**What the task requires:** Give the line containing "Target: hooded jacket" again, exactly, along with all later lines of the entries, through the last one.

*** Data for this task ***

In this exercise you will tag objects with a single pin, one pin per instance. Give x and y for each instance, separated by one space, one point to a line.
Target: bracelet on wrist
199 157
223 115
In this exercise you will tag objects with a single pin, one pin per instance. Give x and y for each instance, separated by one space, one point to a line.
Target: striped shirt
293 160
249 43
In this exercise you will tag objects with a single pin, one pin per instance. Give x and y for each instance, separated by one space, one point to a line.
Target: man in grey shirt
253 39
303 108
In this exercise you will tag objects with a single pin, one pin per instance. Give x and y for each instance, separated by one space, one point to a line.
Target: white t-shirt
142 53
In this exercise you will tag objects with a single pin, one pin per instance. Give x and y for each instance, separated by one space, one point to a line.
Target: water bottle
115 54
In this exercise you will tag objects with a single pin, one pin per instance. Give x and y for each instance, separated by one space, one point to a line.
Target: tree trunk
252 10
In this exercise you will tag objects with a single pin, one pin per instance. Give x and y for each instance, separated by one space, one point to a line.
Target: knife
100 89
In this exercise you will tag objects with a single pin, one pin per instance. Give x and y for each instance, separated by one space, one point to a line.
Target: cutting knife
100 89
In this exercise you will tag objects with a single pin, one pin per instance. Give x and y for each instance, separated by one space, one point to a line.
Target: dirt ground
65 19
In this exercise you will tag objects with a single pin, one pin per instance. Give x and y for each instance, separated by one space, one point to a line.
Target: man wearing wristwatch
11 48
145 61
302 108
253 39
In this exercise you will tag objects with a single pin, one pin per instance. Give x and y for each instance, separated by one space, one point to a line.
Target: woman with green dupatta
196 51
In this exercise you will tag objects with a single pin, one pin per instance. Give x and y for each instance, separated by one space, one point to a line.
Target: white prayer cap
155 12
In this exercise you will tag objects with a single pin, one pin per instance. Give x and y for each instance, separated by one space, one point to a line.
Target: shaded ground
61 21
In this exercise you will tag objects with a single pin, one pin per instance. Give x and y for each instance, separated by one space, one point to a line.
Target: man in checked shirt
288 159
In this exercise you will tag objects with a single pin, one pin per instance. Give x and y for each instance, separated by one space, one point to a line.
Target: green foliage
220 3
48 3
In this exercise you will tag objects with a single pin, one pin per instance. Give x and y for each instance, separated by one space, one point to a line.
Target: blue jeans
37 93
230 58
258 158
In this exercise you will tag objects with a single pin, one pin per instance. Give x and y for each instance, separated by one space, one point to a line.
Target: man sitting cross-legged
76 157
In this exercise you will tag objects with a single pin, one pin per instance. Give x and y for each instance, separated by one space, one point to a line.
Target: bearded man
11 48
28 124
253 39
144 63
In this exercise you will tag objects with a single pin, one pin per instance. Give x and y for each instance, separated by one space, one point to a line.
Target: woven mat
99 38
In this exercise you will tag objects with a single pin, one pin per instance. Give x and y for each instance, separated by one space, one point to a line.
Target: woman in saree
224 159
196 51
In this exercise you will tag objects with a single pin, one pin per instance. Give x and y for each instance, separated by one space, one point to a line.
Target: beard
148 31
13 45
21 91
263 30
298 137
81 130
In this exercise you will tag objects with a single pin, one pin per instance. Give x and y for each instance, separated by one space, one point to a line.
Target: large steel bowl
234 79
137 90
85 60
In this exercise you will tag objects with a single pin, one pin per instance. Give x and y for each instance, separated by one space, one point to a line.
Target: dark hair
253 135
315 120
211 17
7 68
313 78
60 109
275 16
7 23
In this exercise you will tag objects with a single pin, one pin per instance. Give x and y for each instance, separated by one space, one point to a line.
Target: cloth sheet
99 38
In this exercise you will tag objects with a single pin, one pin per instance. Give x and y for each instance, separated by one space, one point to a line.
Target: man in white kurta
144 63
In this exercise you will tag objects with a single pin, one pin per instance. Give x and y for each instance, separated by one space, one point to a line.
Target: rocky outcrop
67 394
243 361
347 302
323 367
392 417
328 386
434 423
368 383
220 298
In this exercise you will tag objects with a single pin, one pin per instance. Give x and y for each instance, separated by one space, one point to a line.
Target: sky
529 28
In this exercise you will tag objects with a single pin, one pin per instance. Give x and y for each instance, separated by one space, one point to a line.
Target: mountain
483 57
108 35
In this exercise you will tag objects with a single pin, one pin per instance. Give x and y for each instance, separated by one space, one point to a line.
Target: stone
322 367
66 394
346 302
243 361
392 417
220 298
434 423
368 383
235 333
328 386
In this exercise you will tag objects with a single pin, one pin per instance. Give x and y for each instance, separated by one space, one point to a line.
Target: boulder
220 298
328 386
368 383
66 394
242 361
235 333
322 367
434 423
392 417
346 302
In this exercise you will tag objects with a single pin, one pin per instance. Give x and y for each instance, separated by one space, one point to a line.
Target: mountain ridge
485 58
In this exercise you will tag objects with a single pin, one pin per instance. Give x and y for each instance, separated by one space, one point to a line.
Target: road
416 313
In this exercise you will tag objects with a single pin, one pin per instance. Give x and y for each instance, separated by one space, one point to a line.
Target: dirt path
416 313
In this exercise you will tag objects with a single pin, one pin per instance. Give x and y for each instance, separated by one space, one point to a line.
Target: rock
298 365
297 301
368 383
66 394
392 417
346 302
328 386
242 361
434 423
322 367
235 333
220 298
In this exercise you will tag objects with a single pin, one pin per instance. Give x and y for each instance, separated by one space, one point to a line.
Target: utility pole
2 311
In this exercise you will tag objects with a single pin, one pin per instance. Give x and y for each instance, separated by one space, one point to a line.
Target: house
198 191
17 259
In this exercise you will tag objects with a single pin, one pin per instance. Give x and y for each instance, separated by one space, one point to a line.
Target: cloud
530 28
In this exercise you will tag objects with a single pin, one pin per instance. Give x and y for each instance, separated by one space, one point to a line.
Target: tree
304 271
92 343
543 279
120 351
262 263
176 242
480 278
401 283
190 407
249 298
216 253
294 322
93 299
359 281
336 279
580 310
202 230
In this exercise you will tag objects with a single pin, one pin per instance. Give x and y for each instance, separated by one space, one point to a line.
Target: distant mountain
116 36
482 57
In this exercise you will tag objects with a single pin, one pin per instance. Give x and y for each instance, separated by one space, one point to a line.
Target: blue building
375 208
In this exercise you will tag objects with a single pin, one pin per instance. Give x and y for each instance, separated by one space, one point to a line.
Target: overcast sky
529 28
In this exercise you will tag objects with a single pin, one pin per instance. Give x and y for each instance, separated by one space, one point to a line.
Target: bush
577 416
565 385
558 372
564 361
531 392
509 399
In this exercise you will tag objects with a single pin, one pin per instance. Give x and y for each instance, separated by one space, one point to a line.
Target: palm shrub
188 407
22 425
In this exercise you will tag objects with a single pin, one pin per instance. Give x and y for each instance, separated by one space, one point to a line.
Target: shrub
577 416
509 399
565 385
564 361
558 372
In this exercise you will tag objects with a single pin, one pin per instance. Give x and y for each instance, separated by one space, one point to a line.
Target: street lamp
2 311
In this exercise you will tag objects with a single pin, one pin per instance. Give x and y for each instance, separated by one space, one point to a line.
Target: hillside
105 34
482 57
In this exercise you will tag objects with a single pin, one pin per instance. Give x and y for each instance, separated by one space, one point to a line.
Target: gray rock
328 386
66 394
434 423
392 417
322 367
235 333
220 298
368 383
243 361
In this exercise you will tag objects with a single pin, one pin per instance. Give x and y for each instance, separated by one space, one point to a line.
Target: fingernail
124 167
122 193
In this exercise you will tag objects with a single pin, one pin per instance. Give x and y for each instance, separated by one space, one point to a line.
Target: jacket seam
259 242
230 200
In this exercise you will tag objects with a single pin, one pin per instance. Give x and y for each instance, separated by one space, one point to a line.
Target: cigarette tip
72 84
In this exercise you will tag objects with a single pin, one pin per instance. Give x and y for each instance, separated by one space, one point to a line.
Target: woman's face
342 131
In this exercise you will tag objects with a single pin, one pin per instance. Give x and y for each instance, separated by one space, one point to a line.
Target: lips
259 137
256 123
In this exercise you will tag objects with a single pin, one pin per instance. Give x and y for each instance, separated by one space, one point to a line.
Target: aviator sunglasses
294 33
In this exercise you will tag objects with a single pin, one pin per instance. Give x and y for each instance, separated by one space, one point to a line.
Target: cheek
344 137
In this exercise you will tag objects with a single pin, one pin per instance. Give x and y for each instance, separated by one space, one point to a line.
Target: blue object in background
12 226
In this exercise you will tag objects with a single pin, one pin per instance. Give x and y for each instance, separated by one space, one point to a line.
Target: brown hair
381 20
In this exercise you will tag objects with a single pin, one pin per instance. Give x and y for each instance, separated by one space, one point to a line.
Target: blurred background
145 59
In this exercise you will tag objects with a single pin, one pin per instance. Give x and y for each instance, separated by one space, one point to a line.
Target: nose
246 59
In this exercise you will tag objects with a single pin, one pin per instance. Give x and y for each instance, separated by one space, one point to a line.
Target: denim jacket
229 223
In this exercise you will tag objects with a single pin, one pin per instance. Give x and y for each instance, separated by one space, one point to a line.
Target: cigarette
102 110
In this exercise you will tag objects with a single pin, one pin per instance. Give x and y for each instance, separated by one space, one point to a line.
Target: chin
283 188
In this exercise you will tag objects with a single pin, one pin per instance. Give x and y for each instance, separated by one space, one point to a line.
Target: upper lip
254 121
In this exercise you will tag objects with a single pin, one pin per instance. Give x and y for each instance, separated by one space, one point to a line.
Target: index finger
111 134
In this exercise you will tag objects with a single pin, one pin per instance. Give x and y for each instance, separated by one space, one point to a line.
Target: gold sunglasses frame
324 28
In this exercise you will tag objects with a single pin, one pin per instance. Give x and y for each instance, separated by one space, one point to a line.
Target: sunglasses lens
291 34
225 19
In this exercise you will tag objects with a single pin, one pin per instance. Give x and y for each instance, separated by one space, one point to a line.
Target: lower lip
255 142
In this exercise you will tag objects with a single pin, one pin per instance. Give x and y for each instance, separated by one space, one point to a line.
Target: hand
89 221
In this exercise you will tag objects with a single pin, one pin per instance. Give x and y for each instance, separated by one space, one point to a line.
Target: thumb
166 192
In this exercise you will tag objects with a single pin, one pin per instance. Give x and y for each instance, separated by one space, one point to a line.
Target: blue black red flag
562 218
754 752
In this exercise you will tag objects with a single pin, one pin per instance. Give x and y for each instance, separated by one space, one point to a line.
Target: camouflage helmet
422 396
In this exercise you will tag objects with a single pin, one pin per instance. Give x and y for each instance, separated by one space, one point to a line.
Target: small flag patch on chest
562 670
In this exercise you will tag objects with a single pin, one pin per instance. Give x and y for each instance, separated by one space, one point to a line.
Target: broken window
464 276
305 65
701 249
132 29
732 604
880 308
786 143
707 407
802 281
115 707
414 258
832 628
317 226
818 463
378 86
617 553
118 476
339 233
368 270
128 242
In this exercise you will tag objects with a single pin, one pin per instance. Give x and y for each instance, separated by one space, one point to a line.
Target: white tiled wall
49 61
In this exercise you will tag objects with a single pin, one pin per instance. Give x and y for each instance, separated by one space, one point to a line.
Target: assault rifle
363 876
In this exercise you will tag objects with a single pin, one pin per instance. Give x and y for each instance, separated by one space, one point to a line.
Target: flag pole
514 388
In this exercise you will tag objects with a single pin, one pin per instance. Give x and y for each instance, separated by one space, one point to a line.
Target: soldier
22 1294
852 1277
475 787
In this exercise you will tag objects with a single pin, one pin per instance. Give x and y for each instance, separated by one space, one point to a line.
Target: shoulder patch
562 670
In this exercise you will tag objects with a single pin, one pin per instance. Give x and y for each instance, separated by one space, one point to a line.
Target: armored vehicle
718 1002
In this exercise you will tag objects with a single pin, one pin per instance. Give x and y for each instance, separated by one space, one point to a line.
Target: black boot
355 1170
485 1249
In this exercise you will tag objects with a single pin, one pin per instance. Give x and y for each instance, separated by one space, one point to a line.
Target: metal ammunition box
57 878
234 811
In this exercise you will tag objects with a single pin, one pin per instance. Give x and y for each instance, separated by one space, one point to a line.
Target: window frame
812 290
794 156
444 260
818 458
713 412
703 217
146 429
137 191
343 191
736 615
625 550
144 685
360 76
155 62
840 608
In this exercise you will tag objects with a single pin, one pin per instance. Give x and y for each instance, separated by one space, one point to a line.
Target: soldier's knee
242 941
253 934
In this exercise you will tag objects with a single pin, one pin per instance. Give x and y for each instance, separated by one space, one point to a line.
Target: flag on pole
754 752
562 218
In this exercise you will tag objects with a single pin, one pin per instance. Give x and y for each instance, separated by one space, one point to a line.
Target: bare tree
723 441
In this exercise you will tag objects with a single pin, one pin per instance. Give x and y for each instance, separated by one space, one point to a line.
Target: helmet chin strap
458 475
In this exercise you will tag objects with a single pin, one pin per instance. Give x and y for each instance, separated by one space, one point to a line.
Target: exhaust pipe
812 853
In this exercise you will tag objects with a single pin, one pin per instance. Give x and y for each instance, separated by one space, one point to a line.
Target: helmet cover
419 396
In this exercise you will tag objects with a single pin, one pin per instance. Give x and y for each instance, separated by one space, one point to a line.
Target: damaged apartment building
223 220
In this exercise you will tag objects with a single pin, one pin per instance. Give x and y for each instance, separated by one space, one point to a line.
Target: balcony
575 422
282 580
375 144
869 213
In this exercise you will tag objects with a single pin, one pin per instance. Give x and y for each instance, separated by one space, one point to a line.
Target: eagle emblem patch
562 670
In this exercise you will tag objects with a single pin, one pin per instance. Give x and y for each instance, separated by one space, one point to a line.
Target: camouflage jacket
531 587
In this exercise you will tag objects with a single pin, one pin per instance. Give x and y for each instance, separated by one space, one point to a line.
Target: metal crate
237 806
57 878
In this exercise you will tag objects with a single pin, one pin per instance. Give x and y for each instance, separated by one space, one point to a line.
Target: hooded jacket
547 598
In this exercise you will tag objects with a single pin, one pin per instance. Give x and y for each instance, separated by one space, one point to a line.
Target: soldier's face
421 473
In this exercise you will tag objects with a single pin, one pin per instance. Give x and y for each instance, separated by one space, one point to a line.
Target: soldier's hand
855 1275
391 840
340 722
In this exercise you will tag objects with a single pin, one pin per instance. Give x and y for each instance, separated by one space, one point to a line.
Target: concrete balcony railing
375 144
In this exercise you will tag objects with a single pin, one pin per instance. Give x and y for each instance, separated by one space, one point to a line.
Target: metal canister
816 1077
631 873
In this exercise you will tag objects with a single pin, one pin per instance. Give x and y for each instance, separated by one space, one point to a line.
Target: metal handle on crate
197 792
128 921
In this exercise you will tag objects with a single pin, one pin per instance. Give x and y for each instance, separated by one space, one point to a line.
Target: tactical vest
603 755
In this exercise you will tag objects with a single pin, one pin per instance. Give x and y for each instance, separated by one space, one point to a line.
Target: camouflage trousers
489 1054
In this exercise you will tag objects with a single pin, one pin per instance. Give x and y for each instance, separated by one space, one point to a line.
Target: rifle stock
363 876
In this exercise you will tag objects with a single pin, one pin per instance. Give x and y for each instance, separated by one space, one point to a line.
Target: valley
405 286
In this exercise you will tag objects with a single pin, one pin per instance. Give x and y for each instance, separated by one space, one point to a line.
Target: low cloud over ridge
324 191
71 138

*** End of Data for this task ***

**Reply:**
Target: hooded jacket
547 598
In this exercise you will tag objects with a single pin, one pin per instance. Give x and y for each instance, separated by one space, one point to a line.
Target: soldier's face
421 473
In this exercise you will tag objects with a single pin, one pin per instance. Give x and y for each instance, separated by one space, one point to a line.
Target: soldier's hand
855 1275
391 840
340 722
In this exercise you will tag objects with a single pin, one pin per instance. Give x and y for each instance, separated by one space, one point to a line.
Target: concrete balcony railing
375 144
In this exercise you will tag objects with a single pin, one pin per instance. Give x and y for each instance, separated by one space, one point to a line.
Target: metal canister
816 1077
631 873
In this exercise you will tag objects with a single pin, one pin per instance. Give x and y for each instance, separated by one space, one point to a line.
Target: metal handle on crate
197 792
128 921
In this exercise you will tag objects with a single pin, one pin per instance. Give x and y for each instance, separated by one space, one point to a line.
Target: tactical vest
603 755
In this exercise you will tag objects with a single pin, one pin per instance. Give x and y for each instance, separated by one space, one point to a line.
Target: camouflage trousers
489 1054
In this exercise you will tag objects with a single pin, one pin per instance. Give x and y for each instance, separated by one space, one point to a line.
Target: rifle stock
363 876
In this exercise you will tag objects with a single pin, one pin per instance. Give x and y for each instance, separated by one space, one point to a line.
Target: valley
405 286
In this exercise you will tag objects with a single pin, one pin per instance. Give x and y for each instance, separated by one space, one point to a line.
Target: low cloud over ridge
324 191
71 138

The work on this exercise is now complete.